Subject: Re: NetBSD2.0/sparc not ready for prime time?
To: Johan A.van Zanten <johan@giantfoo.org>
From: Seth Kurtzberg <seth@cql.com>
List: port-sparc64
Date: 02/06/2005 03:16:50
Johan A.van Zanten wrote:

>Seth Kurtzberg <seth@cql.com> wrote:
>
>  
>
>>That is again _not_ to imply that there aren't problems, and that they 
>>don't need to be fixed.  It is merely to say that you have good people 
>>already expending maximum effort, and, in my experience, NetBSD 
>>releases, initially, are of much higher quality than other operating 
>>systems I've used, including expensive SVR4 releases from Sun or HP.
>>    
>>
>
> I want to second this.  I began my career as a sysadmin back in
>1991-1992, and the early releases of Solaris were very buggy.  I didn't
>put Solaris into production until 1994, and i think that was Solaris 2.4.
>  
>
Don't forget the version where they had minor version numbers, and it 
was unusable in 2.x or 2.x.1.  I believe that was 2.6, so 2.6 was 
useless, as was 2.6.1, and everyone had to wait for 2.6.2.  Useless 
might be an overstatement, since not everyone has the same criteria for 
usefulness, but it had major stability problems until the second 
correction release.

As Johan said, Sun has far better resources for testing (not in terms of 
the quality of the engineers, but in terms of money,  and tools, and the 
fact that Sun built the damn thing and one might think they would know 
how it works.

I'd also like to stress the fact that NetBSD problems are generally 
fixed in a period of a few weeks, in the worst case.  A few days is more 
typical.  Having a workaround the same day the problem is discovered is 
also common.  That workaround is not the fix, because there is a good 
chance that it will break something else, but in some cases it allows 
the user to do what he needs to do while the developers on the 
port-sparc side are doing what they need to do.

There was a major TCP/IP bug in Solaris up to and including 2.6.2.  It 
was a two line change, and it took Sun about a year to get around to 
making it.

And, try to get a response to an email you send to whoever is doing (or 
is supposed to be doing) the fix.  It's theoretically possible that you 
will get a response, but much more frequently you get a "ok, we'll look 
into it" response from someone who's job it is to maintain the database 
of problem reports.  Sooner or later it will get pushed down to the 
level that the developers can see it and take care of it, but I've never 
seen sooner, and later tends to be _very_ later.  (Bad English grammar, 
but you know what I mean, I hope.  :)  )

» Direction:
Retype the part of the mailing-list message on NetBSD release quality, starting at "As Johan said, Sun" and ending at "how it works.".

» Records from a data source:
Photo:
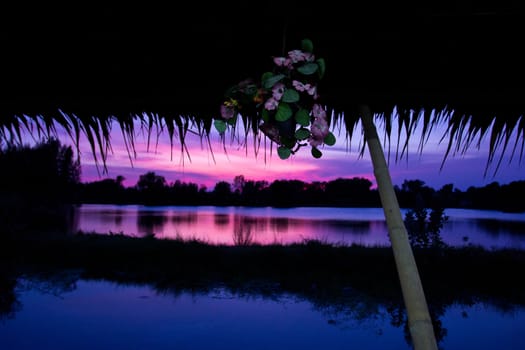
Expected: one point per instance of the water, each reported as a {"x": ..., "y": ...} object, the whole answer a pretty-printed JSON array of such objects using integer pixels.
[
  {"x": 95, "y": 314},
  {"x": 242, "y": 225}
]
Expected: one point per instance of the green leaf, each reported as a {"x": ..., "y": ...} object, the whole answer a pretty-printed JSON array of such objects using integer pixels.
[
  {"x": 220, "y": 125},
  {"x": 266, "y": 75},
  {"x": 329, "y": 139},
  {"x": 322, "y": 67},
  {"x": 272, "y": 80},
  {"x": 302, "y": 134},
  {"x": 284, "y": 152},
  {"x": 265, "y": 115},
  {"x": 284, "y": 112},
  {"x": 316, "y": 153},
  {"x": 290, "y": 96},
  {"x": 308, "y": 68},
  {"x": 307, "y": 45},
  {"x": 302, "y": 117}
]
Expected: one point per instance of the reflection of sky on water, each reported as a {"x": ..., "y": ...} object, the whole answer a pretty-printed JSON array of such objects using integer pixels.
[
  {"x": 244, "y": 225},
  {"x": 104, "y": 315}
]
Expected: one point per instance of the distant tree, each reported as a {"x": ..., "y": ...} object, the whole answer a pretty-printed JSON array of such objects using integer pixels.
[
  {"x": 38, "y": 185},
  {"x": 424, "y": 227},
  {"x": 222, "y": 193},
  {"x": 151, "y": 182},
  {"x": 152, "y": 188},
  {"x": 238, "y": 184}
]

» Written reply:
As Johan said, Sun has far better resources for testing (not in terms of 
the quality of the engineers, but in terms of money,  and tools, and the 
fact that Sun built the damn thing and one might think they would know 
how it works.